__Passage to read__.
* * * * * * *
# Possible Major Taylor?



## ohdeebee (Jul 13, 2011)

Acquired this bike last night from an elderly lady. The story was that it was given to her husband by a "big time racer" about 60 years ago as a gift while they lived in Chicago. Supposedly the previous owner (the "big time racer") was given the bike from Major Taylor. The lady brought up the name of Major Taylor, I never did. Some things about the bike seem off, like the seat and seatpost, but its surprisingly lightweight and has all the fixins of a turn of the century track racers bike. The only stamping found so far is under the bottom bracket and is A4, but it's stamped with small dots not as solid letters. I couldn't get a good pic through the paint but I will post a pic of this once the paint is stripped off. Any info would be greatly appreciated.


----------



## RMS37 (Jul 13, 2011)

Marshall “Major” Taylor’s racing career spanned the years from the mid 1890 through 1910 when he retired from track racing. While he earned a large amount of money during that time, he died as a pauper in 1932 at the age of 52. 

The bike you have acquired is definitely later than the period during which Major Taylor raced. It looks like a standard 1930’s track machine more than something from the twenties or earlier and appears likely to be European made. 

While much of Taylor’s later career was spent racing abroad and given the fact that bicycles were often awarded as part prizes at racing events, I think the years go against a connection between this bike and Major Taylor, though I suppose it is possible he received the bike as a gift late in life and passed it on.

A side note is that the adjustable track stem with a square extension is known as a Major Taylor stem. He is credited with the invention of using a square tube and adjustable slide in place of a round one (like an early Paramount stem). The results of not cinching the bolt tight enough on a round tube, adjustable stem before a sprint are obvious


----------



## ohdeebee (Jul 13, 2011)

Thanks for the input Phil. I really thought the bike to be earlier due to the collar around the base of the stem. The stamp on the rims also has a date stamped on them that looks to read May 3 (or 8) 1893 (or 8). I really can't claim to know much about these bikes, but judging from the 1890's bike I do have, a lot of the parts seem to match up better with that bike than anything later. I think the bike is really cool either way and plan on restoring it for display purposes. Again, thank you for your insight Phil.


----------



## RMS37 (Jul 13, 2011)

I’m glad to help, I can be something of a bubble-burster in some cases, but I always think it is most important to ferret out the truth. As I noted it is possible to write a story around a possible link to Major Taylor but it doesn’t fall into place easily and to document such a provenance would also a time consuming journey and not likely to have that intended outcome. Still research always turns up interesting information outside the boundaries of the specific focus of the search and it is safe to say that this is a high quality racing machine that has worthwhile provenance tied to someone.

If it is not a “Major Taylor Bike” the upside is that you probably have more latitude concerning what you do with it.

As for the items you noted; the clamp around the stem is part of a typical European or more likely British headset. They were designed to clamp binder-less stems which were popular in the 20’s through the forties. You may find a makers mark on the headset parts or on the crank set or crank spindle. These pieces along with the hollow seat post are part of what makes the bike appear to be most likely from the thirties.
* * * * * * *
__Directive 1__. Copy the passage of the forum thread starting with "The bike you" and going on through "passed it on.".
__Directive 2__. In the forum thread, why does the collar around the base of the stem not support the idea that the bike is from the 1890s? Answer in one to three sentences.
* * * * * * *
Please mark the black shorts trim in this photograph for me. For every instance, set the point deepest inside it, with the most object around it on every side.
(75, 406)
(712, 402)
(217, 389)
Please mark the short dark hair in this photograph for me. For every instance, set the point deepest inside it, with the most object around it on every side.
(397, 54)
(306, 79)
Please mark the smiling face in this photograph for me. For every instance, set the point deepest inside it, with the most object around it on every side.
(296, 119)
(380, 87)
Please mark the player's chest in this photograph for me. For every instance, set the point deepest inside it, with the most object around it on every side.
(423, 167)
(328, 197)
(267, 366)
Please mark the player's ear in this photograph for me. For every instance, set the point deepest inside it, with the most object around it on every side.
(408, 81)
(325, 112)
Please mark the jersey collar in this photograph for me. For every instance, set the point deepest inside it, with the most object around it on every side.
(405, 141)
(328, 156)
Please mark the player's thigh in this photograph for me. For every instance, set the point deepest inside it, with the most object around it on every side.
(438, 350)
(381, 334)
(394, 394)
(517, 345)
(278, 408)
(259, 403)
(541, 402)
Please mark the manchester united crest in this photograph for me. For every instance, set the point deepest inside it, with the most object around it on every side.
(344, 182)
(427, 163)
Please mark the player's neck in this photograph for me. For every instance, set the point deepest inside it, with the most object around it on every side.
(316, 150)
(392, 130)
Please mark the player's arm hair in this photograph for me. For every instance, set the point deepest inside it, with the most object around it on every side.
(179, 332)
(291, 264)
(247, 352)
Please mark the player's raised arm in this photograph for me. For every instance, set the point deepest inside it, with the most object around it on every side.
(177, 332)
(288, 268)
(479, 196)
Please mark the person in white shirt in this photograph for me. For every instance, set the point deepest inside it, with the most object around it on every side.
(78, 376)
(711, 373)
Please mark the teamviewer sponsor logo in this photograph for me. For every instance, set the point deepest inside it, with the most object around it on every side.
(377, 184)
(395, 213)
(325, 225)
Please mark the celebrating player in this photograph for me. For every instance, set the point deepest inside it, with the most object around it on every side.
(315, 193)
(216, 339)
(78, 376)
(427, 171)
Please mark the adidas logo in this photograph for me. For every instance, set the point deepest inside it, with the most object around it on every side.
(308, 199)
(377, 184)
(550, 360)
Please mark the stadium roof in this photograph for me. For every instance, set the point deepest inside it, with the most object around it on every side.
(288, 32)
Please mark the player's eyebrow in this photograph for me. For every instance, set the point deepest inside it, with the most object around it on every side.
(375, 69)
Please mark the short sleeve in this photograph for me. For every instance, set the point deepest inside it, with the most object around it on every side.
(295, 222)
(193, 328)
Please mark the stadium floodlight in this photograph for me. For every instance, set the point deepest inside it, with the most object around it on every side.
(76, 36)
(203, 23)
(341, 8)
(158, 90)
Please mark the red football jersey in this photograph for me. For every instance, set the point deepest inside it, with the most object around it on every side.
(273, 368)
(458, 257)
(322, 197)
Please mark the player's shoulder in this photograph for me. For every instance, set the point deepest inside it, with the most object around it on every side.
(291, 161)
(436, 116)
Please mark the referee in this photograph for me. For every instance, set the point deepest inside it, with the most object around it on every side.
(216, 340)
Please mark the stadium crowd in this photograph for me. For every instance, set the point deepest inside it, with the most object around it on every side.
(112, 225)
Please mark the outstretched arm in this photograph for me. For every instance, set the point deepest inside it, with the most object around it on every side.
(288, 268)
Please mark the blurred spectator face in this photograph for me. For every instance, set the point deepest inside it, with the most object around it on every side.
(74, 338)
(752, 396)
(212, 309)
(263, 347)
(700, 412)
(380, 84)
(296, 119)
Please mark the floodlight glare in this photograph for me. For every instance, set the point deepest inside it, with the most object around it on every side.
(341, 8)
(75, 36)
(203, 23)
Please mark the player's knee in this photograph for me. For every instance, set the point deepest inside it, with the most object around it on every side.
* * * * * * *
__Written solution 1__.
The bike you have acquired is definitely later than the period during which Major Taylor raced. It looks like a standard 1930’s track machine more than something from the twenties or earlier and appears likely to be European made. 

While much of Taylor’s later career was spent racing abroad and given the fact that bicycles were often awarded as part prizes at racing events, I think the years go against a connection between this bike and Major Taylor, though I suppose it is possible he received the bike as a gift late in life and passed it on.

__Written solution 2__. The collar is the clamp of a typical European, more likely British, headset designed to clamp binder-less stems, which were popular from the 1920s through the 1940s. Together with the hollow seat post, it makes the bike appear most likely to be from the 1930s.